Exercise ->
Render the data below as a Markdown table with the columns Row and Line, numbering each line. Start at the line containing "Segment the outboard" and end at the last line of the data, including both ends, and leave out blank lines and pictures.

Lines of data:
** start **

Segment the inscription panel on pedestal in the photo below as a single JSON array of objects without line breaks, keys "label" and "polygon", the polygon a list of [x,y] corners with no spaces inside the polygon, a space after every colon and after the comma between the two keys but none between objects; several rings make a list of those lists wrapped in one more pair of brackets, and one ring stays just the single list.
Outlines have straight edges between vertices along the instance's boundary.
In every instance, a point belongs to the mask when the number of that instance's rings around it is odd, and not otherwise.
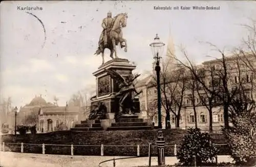
[{"label": "inscription panel on pedestal", "polygon": [[110,76],[106,75],[98,79],[98,96],[110,93]]}]

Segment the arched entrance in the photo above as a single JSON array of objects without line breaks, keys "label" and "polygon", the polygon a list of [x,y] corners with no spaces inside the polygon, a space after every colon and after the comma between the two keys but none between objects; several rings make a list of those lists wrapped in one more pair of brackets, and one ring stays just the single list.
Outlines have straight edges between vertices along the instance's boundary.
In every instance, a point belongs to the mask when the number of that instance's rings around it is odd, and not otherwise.
[{"label": "arched entrance", "polygon": [[47,131],[52,131],[52,120],[50,119],[47,120]]}]

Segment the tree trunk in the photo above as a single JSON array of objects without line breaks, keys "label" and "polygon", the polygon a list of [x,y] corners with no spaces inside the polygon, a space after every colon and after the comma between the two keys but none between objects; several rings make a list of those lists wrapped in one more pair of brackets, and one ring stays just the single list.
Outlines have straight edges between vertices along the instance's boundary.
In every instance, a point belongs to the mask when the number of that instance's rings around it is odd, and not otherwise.
[{"label": "tree trunk", "polygon": [[226,129],[228,129],[229,128],[229,125],[228,124],[228,106],[226,103],[224,103],[223,105],[223,112],[224,128]]},{"label": "tree trunk", "polygon": [[178,115],[176,117],[176,128],[180,127],[180,115]]},{"label": "tree trunk", "polygon": [[209,131],[212,132],[212,111],[210,107],[209,109]]},{"label": "tree trunk", "polygon": [[166,111],[166,117],[165,117],[165,129],[170,128],[170,112],[167,110]]},{"label": "tree trunk", "polygon": [[195,127],[197,128],[197,110],[196,109],[196,106],[193,105],[193,110],[194,115],[195,115]]}]

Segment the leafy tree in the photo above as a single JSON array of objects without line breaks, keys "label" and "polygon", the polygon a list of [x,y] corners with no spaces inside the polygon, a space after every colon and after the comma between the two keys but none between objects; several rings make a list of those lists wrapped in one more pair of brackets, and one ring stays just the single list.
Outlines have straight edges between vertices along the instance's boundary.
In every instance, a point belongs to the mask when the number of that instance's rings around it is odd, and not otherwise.
[{"label": "leafy tree", "polygon": [[182,141],[177,158],[182,165],[191,166],[196,156],[197,165],[213,162],[218,152],[207,133],[201,133],[199,128],[190,128]]}]

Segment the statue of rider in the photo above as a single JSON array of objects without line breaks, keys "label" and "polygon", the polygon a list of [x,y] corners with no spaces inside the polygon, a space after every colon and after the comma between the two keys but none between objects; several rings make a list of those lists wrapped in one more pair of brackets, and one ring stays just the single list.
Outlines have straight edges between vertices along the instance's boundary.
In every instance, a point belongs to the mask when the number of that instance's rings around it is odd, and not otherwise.
[{"label": "statue of rider", "polygon": [[103,19],[102,23],[101,24],[101,26],[103,29],[103,37],[102,37],[103,38],[104,46],[106,46],[107,44],[108,34],[111,30],[113,21],[114,19],[112,18],[112,14],[110,11],[108,13],[107,17]]}]

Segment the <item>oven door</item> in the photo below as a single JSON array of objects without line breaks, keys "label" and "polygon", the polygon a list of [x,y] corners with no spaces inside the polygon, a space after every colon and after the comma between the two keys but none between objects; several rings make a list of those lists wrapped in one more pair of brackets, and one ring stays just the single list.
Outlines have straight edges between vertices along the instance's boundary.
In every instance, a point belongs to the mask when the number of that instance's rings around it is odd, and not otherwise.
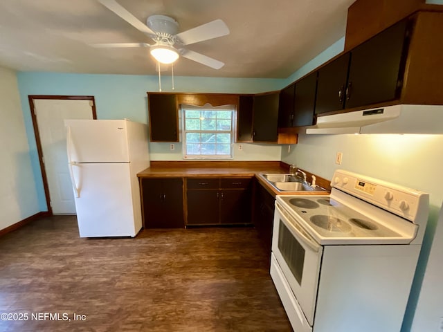
[{"label": "oven door", "polygon": [[323,251],[323,246],[275,202],[272,252],[311,326]]}]

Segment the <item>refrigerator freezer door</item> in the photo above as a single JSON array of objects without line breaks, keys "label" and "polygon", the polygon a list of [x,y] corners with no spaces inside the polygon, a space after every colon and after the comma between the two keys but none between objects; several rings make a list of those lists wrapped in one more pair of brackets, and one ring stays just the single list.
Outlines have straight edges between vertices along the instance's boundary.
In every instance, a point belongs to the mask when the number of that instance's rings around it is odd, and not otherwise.
[{"label": "refrigerator freezer door", "polygon": [[134,208],[129,163],[75,165],[75,208],[80,237],[135,237],[141,214]]},{"label": "refrigerator freezer door", "polygon": [[69,160],[129,162],[127,124],[124,120],[66,120]]}]

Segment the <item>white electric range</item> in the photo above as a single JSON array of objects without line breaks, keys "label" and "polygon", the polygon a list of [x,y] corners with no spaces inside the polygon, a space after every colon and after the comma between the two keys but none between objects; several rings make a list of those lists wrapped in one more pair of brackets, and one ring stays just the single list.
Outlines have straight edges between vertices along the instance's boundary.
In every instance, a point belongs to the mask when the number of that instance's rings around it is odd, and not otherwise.
[{"label": "white electric range", "polygon": [[276,196],[271,275],[293,328],[399,331],[428,194],[343,170],[331,185]]}]

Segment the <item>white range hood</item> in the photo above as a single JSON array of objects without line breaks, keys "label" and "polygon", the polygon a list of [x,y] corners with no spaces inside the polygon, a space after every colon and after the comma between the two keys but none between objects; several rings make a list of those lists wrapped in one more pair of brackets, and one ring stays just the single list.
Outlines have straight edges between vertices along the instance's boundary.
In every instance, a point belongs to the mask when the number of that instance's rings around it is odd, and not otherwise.
[{"label": "white range hood", "polygon": [[393,105],[318,116],[306,133],[443,133],[443,105]]}]

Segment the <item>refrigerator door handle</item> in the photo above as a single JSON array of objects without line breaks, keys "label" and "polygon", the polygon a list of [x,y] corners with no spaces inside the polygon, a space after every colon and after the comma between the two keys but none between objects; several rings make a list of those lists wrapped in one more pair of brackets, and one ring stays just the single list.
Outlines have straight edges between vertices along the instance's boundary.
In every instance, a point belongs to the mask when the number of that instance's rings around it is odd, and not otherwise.
[{"label": "refrigerator door handle", "polygon": [[75,161],[72,161],[71,159],[71,147],[72,145],[72,138],[71,136],[71,127],[68,126],[66,128],[67,130],[67,136],[66,136],[66,151],[68,152],[68,167],[69,168],[69,175],[71,176],[71,182],[72,183],[73,188],[74,189],[74,192],[75,192],[75,197],[79,198],[80,196],[80,189],[77,187],[77,183],[75,183],[75,178],[74,177],[74,172],[73,172],[72,167],[76,166],[77,163]]}]

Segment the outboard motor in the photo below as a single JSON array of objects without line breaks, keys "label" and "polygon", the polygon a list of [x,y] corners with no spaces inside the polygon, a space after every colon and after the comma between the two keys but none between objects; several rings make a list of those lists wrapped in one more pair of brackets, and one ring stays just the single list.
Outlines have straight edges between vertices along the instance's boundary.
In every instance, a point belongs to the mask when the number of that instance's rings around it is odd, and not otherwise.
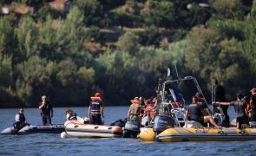
[{"label": "outboard motor", "polygon": [[167,128],[174,127],[174,126],[175,120],[172,117],[165,114],[160,114],[154,118],[153,130],[158,134]]},{"label": "outboard motor", "polygon": [[123,130],[124,138],[137,138],[137,135],[140,133],[141,130],[140,121],[131,121],[128,120],[126,122]]}]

** end **

Written response ->
| Row | Line |
|---|---|
| 1 | Segment the outboard motor in the photo below as a single JSON array of objects without line breaks, keys "label" and "polygon", the polygon a list of [x,y] corners with no spaces inside the polygon, a space after every colon and after the comma between the two keys but none between objects; several rings make a list of those lists wrapped in one more pair of brackets, and one ring stays just the single list. |
| 2 | Outlines have straight edges between vertices along the instance's boundary. |
| 3 | In every instance, a point belongs to the mask when the number of that instance's rings around it is odd, and not otherwise. |
| 4 | [{"label": "outboard motor", "polygon": [[167,128],[174,127],[174,126],[175,120],[172,117],[165,114],[160,114],[154,118],[153,130],[158,134]]},{"label": "outboard motor", "polygon": [[123,130],[124,138],[137,138],[137,135],[140,133],[141,130],[140,121],[131,121],[128,120],[126,122]]}] |